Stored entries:
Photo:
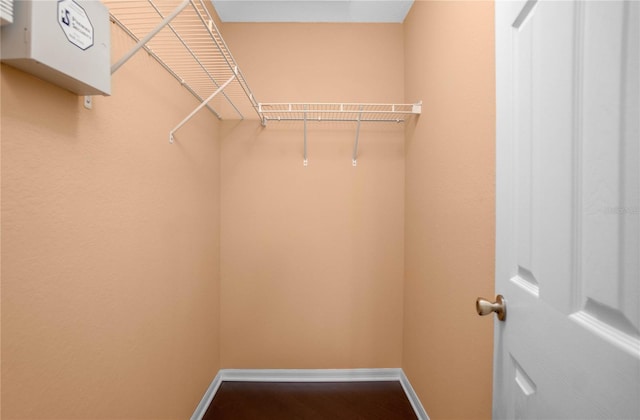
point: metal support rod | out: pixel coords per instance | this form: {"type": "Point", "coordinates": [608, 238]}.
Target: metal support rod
{"type": "Point", "coordinates": [150, 35]}
{"type": "Point", "coordinates": [354, 160]}
{"type": "Point", "coordinates": [306, 161]}
{"type": "Point", "coordinates": [202, 105]}
{"type": "Point", "coordinates": [197, 60]}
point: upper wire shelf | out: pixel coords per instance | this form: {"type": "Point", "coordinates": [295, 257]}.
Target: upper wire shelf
{"type": "Point", "coordinates": [187, 43]}
{"type": "Point", "coordinates": [337, 112]}
{"type": "Point", "coordinates": [189, 46]}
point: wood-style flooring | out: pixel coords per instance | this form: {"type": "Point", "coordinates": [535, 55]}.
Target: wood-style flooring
{"type": "Point", "coordinates": [310, 401]}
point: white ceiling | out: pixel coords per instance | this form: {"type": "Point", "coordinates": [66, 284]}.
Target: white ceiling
{"type": "Point", "coordinates": [356, 11]}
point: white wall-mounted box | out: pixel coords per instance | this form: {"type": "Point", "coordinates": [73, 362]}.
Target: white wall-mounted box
{"type": "Point", "coordinates": [65, 42]}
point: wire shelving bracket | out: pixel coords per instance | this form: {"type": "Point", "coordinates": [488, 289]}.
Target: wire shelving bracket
{"type": "Point", "coordinates": [337, 112]}
{"type": "Point", "coordinates": [187, 43]}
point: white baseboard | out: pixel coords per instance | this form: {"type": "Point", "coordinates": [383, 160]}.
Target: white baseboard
{"type": "Point", "coordinates": [310, 375]}
{"type": "Point", "coordinates": [207, 398]}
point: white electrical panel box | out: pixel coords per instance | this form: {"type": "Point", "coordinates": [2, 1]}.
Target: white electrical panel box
{"type": "Point", "coordinates": [65, 42]}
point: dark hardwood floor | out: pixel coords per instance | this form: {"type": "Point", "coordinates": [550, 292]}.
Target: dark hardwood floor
{"type": "Point", "coordinates": [310, 400]}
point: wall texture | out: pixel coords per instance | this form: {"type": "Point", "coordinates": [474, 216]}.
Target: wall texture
{"type": "Point", "coordinates": [449, 207]}
{"type": "Point", "coordinates": [312, 258]}
{"type": "Point", "coordinates": [110, 248]}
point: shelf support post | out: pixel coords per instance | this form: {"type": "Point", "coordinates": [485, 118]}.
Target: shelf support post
{"type": "Point", "coordinates": [150, 35]}
{"type": "Point", "coordinates": [202, 105]}
{"type": "Point", "coordinates": [306, 161]}
{"type": "Point", "coordinates": [354, 159]}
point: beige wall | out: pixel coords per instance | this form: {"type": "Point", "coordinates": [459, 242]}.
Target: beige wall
{"type": "Point", "coordinates": [133, 270]}
{"type": "Point", "coordinates": [110, 248]}
{"type": "Point", "coordinates": [312, 258]}
{"type": "Point", "coordinates": [449, 216]}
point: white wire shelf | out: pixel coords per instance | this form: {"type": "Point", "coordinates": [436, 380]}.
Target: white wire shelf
{"type": "Point", "coordinates": [183, 38]}
{"type": "Point", "coordinates": [354, 112]}
{"type": "Point", "coordinates": [189, 46]}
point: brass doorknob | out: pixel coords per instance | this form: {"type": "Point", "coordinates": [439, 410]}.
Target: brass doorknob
{"type": "Point", "coordinates": [484, 307]}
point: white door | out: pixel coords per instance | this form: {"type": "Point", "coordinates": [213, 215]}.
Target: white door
{"type": "Point", "coordinates": [568, 181]}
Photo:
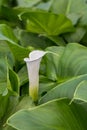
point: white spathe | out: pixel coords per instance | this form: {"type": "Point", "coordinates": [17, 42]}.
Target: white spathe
{"type": "Point", "coordinates": [33, 65]}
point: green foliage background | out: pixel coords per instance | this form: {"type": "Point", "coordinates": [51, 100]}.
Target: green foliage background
{"type": "Point", "coordinates": [56, 26]}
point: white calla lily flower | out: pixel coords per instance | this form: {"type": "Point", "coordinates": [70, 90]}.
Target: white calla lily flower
{"type": "Point", "coordinates": [33, 65]}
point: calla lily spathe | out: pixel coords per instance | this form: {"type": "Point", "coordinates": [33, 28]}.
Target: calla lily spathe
{"type": "Point", "coordinates": [33, 65]}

Exercise: Your answer should be every entry repeated exactly, minus the pictures.

Response to the exercise:
Photo:
point: metal support rod | out: pixel coords per instance | this form: {"type": "Point", "coordinates": [608, 238]}.
Target: metal support rod
{"type": "Point", "coordinates": [150, 35]}
{"type": "Point", "coordinates": [354, 160]}
{"type": "Point", "coordinates": [306, 161]}
{"type": "Point", "coordinates": [202, 105]}
{"type": "Point", "coordinates": [197, 60]}
point: upper wire shelf | out: pixel coords per instance | this form: {"type": "Point", "coordinates": [295, 257]}.
Target: upper wire shelf
{"type": "Point", "coordinates": [187, 43]}
{"type": "Point", "coordinates": [337, 112]}
{"type": "Point", "coordinates": [189, 46]}
point: wood-style flooring | out: pixel coords per instance | this form: {"type": "Point", "coordinates": [535, 55]}.
Target: wood-style flooring
{"type": "Point", "coordinates": [310, 401]}
point: white ceiling | out: pixel coords per instance | this form: {"type": "Point", "coordinates": [66, 284]}.
Target: white ceiling
{"type": "Point", "coordinates": [356, 11]}
point: white wall-mounted box | out: pixel coords per instance | this form: {"type": "Point", "coordinates": [73, 362]}.
Target: white wall-mounted box
{"type": "Point", "coordinates": [65, 42]}
point: wire shelving bracket | out: pixel coords per instance | this form: {"type": "Point", "coordinates": [488, 289]}.
Target: wire shelving bracket
{"type": "Point", "coordinates": [337, 112]}
{"type": "Point", "coordinates": [187, 43]}
point: white baseboard | out: pixel coords per instance | this form: {"type": "Point", "coordinates": [383, 160]}.
Target: white baseboard
{"type": "Point", "coordinates": [310, 375]}
{"type": "Point", "coordinates": [207, 398]}
point: white electrical panel box | out: pixel coords per instance | this form: {"type": "Point", "coordinates": [2, 1]}.
Target: white electrical panel box
{"type": "Point", "coordinates": [65, 42]}
point: dark hardwood floor | out: pixel coords per instance | this form: {"type": "Point", "coordinates": [550, 292]}.
Target: dark hardwood floor
{"type": "Point", "coordinates": [310, 400]}
point: wall texture | out: pixel coords per instance | this form: {"type": "Point", "coordinates": [474, 216]}.
Target: wall texture
{"type": "Point", "coordinates": [449, 207]}
{"type": "Point", "coordinates": [312, 258]}
{"type": "Point", "coordinates": [110, 248]}
point: shelf support post | out: pixel coords per instance | this form: {"type": "Point", "coordinates": [485, 118]}.
Target: shelf support post
{"type": "Point", "coordinates": [150, 35]}
{"type": "Point", "coordinates": [202, 105]}
{"type": "Point", "coordinates": [306, 161]}
{"type": "Point", "coordinates": [354, 159]}
point: beige wall | out: pixel coords per instance | this form: {"type": "Point", "coordinates": [459, 242]}.
Target: beige wall
{"type": "Point", "coordinates": [133, 270]}
{"type": "Point", "coordinates": [110, 248]}
{"type": "Point", "coordinates": [312, 258]}
{"type": "Point", "coordinates": [449, 216]}
point: white wire shelf | out: pixel coords per instance | this form: {"type": "Point", "coordinates": [436, 380]}.
Target: white wire shelf
{"type": "Point", "coordinates": [183, 38]}
{"type": "Point", "coordinates": [354, 112]}
{"type": "Point", "coordinates": [189, 46]}
point: brass doorknob | out: pixel coords per instance | this form: {"type": "Point", "coordinates": [439, 410]}.
Target: brass doorknob
{"type": "Point", "coordinates": [484, 307]}
point: white door | out: pixel coords per instance | this form: {"type": "Point", "coordinates": [213, 215]}.
Target: white door
{"type": "Point", "coordinates": [568, 181]}
Photo:
point: white spathe | out: pixel coords per instance | this form: {"type": "Point", "coordinates": [17, 42]}.
Target: white spathe
{"type": "Point", "coordinates": [33, 65]}
point: green foliage background | out: pixel coords per instance | this form: {"type": "Point", "coordinates": [51, 100]}.
Target: green foliage background
{"type": "Point", "coordinates": [56, 26]}
point: white calla lily flower | out: pixel coords per instance | this form: {"type": "Point", "coordinates": [70, 90]}.
Target: white calla lily flower
{"type": "Point", "coordinates": [33, 65]}
point: calla lily spathe | out: pixel coords per instance | this form: {"type": "Point", "coordinates": [33, 28]}.
Target: calla lily spathe
{"type": "Point", "coordinates": [33, 65]}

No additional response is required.